Traduisez en anglais, s'il vous plaît, cette phrase de la page ci-dessous : « Malheureusement cette inclination à l’essentialisation n’est pas toujours démentie. »

§ **Page**:
+-------+

Deux points sautent donc immédiatement aux yeux lorsqu’on mesure ce fond d’essentialisation qui s’active finalement souterrainement dans tout entretien qui ne met pas face à face des inconnus, et donc a fortiori dans des repas de famille:

  1. C’est cette notion de « définition » qui finalement contient tout le problème. Nous sommes « définis », c’est-à-dire que nous faisons l’objet d’un travail d’identification visant à limiter notre moi à un ensemble fini de caractéristiques données du style: « tu es comme ça (c’est la mêmeté) ». En d’autres termes l’idée selon laquelle chacune et chacun est pris dans un processus inachevé d’individuation  (idée que l’on retrouve chez Gilbert Simondon) est absolument inconcevable (alors qu’en fait elle est indubitable)
  2. Malheureusement cette inclination à l’essentialisation n’est pas toujours démentie. Elle peut même ne rencontrer que des confirmations tant il est vrai que c’est quasiment toujours à partir de notre situation, de notre socialisation primaire et secondaire, bref des habitus (manière d’être d’un individu liée au groupe social dans lequel il a été élevé)  de notre classe, de notre famille, de notre milieu que nous jugeons, évaluons, tranchons, émettons des avis.


L’essentialisation nous place donc d’emblée dans un embarras extrêmement vif, envahissant dont il n’est pas bien sûr, en fait, que l’on puisse jamais s’en dégager. Peut-on se dire autre chose que du déjà dit, du « bien entendu » ? Puis-je vraiment me faire entendre de telle sorte que mes paroles prévaudront sur l’idée que l’on se fait de moi et surtout sur l’idée qu’elles puissent revêtir un sens dépassant du fait que c’est tant que je suis moi que je le dis? Quoi de plus légitime que cette attente? Quoi de plus impossible?

+-------+

§ **Matériel fourni**:
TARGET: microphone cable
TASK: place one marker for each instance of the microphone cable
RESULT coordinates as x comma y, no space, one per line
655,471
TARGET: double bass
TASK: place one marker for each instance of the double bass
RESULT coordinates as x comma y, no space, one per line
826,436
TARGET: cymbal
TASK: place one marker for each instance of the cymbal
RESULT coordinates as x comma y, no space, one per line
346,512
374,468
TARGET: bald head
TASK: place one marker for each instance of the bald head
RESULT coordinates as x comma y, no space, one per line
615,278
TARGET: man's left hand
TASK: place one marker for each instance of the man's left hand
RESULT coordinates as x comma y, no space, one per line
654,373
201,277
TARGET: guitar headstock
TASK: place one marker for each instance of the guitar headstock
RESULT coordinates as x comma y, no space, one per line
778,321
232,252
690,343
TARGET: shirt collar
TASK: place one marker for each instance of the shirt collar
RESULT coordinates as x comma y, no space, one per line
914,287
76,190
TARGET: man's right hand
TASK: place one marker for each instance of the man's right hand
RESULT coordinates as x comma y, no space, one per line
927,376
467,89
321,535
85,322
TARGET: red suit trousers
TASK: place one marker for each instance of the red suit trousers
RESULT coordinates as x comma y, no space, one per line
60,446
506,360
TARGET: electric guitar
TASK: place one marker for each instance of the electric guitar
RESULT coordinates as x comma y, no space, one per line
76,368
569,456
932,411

+-------+

§ **Réponse**: Unfortunately, this inclination toward essentialization is not always contradicted.